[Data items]
===============

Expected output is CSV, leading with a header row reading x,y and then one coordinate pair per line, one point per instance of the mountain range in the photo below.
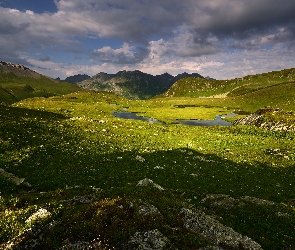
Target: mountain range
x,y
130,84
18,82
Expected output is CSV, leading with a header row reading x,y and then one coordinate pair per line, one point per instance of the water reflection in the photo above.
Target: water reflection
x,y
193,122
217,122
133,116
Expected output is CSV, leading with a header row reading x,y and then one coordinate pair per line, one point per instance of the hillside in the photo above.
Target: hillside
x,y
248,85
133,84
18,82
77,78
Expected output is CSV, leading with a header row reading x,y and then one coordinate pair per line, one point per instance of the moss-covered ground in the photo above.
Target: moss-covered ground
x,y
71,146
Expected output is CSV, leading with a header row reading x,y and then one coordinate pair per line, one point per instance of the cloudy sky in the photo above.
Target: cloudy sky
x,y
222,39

===============

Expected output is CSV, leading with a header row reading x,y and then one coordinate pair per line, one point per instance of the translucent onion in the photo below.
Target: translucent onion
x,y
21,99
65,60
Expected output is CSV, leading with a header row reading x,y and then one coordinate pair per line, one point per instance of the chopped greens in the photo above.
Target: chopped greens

===============

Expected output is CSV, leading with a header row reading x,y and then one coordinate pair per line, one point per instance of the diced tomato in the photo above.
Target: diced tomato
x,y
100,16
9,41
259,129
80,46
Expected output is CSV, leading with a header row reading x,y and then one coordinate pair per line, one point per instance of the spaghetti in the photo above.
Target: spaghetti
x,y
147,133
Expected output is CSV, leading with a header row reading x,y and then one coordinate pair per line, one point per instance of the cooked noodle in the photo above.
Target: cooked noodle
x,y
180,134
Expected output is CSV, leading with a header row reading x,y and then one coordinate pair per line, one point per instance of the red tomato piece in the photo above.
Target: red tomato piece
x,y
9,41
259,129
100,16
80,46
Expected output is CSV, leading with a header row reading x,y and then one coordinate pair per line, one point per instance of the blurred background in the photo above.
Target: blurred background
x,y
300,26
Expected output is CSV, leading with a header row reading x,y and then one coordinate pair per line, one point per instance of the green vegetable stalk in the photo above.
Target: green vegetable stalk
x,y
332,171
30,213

===============

Task directions: Convert the lines from the one containing "greens in the photo above." through the one containing "Target: chopped greens", inclusive, into a Markdown table with the columns Row and Line. Leave out any blank lines.

Result of this exercise:
| Row | Line |
|---|---|
| 1 | Expected output is CSV, leading with a header row reading x,y and then one coordinate pair per line, one point per instance of the chopped greens in the photo above. |
| 2 | Target: chopped greens |